# Source material start

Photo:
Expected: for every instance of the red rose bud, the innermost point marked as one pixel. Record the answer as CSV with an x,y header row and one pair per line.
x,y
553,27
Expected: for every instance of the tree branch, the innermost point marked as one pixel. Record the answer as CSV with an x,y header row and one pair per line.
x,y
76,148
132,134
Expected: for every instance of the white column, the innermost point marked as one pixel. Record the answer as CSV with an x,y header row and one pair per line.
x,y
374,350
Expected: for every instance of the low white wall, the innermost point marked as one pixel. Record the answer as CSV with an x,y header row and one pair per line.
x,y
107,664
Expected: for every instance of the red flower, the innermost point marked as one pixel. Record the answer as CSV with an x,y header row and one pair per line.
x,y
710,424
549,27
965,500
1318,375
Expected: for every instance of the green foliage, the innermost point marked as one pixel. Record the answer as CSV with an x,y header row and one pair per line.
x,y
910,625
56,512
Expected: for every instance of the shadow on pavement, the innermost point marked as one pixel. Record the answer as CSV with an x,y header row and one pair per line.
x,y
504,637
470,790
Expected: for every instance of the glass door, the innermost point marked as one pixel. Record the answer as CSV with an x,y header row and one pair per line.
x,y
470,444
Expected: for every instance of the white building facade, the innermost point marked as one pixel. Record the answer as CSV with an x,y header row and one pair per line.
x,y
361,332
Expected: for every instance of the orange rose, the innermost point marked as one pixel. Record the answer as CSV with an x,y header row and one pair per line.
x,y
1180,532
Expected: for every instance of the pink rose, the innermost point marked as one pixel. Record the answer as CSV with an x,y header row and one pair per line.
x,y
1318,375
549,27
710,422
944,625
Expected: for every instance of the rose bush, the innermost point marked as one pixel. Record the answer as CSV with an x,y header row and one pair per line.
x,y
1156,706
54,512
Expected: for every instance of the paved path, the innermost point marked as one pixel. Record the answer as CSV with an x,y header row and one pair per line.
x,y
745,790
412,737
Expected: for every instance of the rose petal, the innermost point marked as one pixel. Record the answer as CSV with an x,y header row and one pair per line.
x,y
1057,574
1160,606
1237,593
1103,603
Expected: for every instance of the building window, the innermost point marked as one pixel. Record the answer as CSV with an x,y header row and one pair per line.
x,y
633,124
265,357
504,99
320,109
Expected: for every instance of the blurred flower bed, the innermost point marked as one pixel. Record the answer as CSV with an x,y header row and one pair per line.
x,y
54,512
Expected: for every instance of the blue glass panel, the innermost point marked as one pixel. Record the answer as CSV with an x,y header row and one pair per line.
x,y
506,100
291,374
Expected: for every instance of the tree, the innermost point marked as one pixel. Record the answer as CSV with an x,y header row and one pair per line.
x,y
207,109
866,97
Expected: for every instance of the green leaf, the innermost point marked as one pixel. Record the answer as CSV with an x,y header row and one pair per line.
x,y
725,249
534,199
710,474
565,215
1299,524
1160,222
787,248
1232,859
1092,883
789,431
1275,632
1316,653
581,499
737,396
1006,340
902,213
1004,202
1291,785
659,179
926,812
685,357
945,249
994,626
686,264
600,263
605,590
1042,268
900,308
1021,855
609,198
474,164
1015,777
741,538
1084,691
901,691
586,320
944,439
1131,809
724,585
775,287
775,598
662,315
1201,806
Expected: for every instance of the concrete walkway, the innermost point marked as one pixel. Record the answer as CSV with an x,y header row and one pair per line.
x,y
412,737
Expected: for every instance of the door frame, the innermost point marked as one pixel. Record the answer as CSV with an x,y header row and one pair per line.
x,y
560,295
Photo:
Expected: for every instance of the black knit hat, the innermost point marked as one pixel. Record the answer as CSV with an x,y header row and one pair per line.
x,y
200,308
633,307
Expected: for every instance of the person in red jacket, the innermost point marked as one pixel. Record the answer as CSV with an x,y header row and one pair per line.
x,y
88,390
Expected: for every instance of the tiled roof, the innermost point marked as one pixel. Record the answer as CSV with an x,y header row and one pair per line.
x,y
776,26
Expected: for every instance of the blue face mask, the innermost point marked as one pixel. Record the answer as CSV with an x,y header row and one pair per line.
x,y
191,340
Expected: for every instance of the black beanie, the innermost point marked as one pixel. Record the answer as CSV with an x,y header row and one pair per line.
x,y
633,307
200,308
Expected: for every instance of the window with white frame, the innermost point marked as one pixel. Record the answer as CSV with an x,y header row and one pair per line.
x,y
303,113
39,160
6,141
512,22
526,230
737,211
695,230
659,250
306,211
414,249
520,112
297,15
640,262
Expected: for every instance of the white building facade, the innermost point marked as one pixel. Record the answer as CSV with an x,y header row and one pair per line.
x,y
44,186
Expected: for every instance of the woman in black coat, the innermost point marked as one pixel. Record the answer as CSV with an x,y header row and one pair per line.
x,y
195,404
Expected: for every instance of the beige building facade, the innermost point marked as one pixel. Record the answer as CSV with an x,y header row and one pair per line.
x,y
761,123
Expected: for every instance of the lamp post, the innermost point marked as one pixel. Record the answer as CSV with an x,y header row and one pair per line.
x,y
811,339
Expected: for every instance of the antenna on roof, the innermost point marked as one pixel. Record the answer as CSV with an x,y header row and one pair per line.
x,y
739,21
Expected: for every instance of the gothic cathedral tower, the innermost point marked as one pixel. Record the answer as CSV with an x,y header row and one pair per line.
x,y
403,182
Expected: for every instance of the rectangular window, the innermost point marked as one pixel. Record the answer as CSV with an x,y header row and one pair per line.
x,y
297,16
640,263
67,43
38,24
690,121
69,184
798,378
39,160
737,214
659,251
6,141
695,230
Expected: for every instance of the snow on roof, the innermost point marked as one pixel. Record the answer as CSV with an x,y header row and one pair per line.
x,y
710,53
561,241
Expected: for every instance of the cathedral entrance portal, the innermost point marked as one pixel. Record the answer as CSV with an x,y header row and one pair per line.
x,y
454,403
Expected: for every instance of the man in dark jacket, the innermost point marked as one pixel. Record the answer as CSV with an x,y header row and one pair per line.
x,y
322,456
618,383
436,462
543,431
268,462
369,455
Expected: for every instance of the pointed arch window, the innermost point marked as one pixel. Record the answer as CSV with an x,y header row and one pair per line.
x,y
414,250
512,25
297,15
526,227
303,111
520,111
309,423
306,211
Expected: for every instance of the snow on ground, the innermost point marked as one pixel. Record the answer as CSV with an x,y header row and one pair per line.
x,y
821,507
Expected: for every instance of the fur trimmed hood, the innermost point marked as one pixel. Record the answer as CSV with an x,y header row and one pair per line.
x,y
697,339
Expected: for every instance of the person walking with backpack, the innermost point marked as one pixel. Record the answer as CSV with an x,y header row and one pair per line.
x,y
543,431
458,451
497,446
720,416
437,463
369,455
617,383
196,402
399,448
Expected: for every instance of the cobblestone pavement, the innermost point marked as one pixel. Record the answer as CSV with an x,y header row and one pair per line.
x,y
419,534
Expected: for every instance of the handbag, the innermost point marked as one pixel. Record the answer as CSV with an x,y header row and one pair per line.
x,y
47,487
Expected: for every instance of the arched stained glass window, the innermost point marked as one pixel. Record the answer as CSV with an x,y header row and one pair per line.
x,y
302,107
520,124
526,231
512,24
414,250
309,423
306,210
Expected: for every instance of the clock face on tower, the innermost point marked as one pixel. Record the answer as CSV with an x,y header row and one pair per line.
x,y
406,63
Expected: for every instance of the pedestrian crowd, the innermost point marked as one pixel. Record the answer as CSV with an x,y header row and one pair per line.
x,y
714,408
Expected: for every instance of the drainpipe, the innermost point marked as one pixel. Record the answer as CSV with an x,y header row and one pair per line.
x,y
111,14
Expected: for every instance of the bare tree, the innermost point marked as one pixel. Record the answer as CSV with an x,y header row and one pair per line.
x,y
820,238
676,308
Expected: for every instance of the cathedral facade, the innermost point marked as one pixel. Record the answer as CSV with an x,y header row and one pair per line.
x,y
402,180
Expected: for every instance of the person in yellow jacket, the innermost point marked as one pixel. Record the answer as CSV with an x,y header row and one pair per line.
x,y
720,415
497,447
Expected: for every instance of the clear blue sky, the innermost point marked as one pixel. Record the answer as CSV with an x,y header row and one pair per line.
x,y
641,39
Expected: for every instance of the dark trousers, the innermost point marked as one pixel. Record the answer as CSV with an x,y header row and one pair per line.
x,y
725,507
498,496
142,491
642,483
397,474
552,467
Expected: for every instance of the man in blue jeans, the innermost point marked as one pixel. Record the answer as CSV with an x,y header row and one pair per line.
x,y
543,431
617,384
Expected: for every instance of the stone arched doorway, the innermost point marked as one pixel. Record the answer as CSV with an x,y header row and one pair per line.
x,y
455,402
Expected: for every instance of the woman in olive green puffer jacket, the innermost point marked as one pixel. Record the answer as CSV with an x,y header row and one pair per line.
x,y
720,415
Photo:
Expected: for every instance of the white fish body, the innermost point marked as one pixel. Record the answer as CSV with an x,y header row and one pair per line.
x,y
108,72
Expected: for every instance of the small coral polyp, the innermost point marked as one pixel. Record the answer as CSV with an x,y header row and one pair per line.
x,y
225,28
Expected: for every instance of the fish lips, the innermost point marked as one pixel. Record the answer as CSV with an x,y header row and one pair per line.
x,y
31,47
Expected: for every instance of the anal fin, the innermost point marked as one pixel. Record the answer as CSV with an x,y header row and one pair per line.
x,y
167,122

# Source material end

= Requirement =
Convert everything from the line with "Expected: for every instance of the small" through the end of the rows into a Markdown table with the columns Number and Line, one entry per line, leaving out blank lines.

= Exercise solution =
| Number | Line |
|---|---|
| 1 | Expected: for every instance of the small coral polyp, the innermost point marked as one pixel. Record the answer as CSV with an x,y header row and one pair per line. |
| 2 | x,y |
| 3 | 225,28 |
| 4 | Expected: for every instance of the fish lips, the innermost point marked as one pixel. Record the answer as CSV with an x,y header row and one pair per line. |
| 5 | x,y |
| 6 | 31,47 |
| 7 | Expected: for every instance of the anal fin, the innermost point marked as one pixel. Record the answer as CSV with an x,y header row and one pair per line. |
| 8 | x,y |
| 9 | 167,122 |